Omit all pictures and give the records below again exactly as written.

• _Stored data_:
[BEGIN]

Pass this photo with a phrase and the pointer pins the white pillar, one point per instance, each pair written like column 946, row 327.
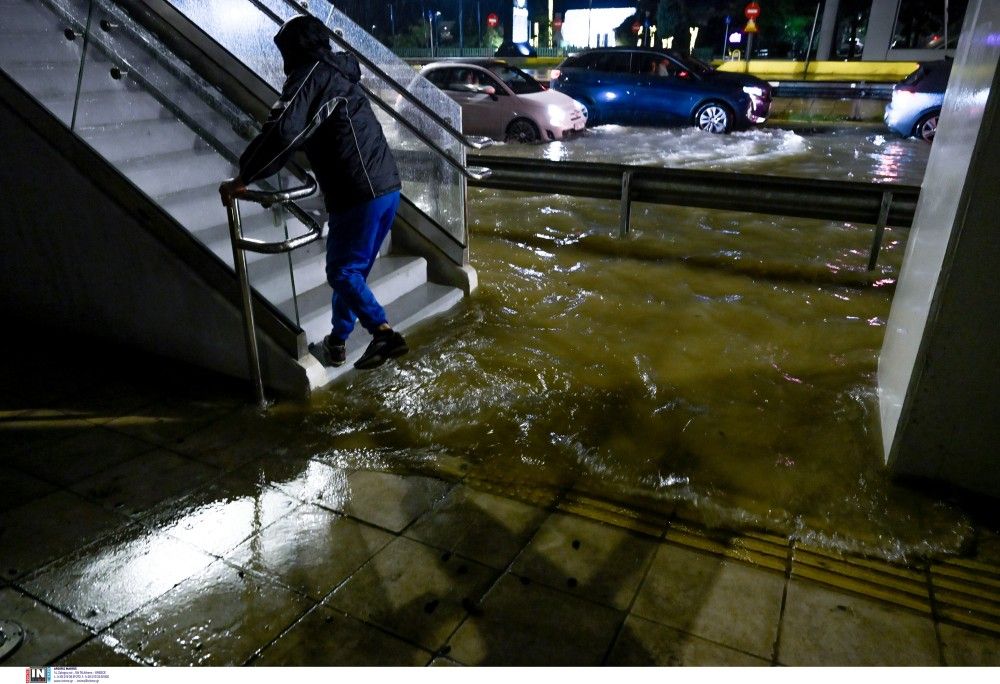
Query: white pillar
column 826, row 29
column 939, row 369
column 878, row 35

[END]

• _Result of this exercise_:
Pass this photo with a phrase and the pointer pins the white pillar, one point per instance, each pair written like column 946, row 327.
Query: white pillar
column 826, row 29
column 939, row 369
column 878, row 35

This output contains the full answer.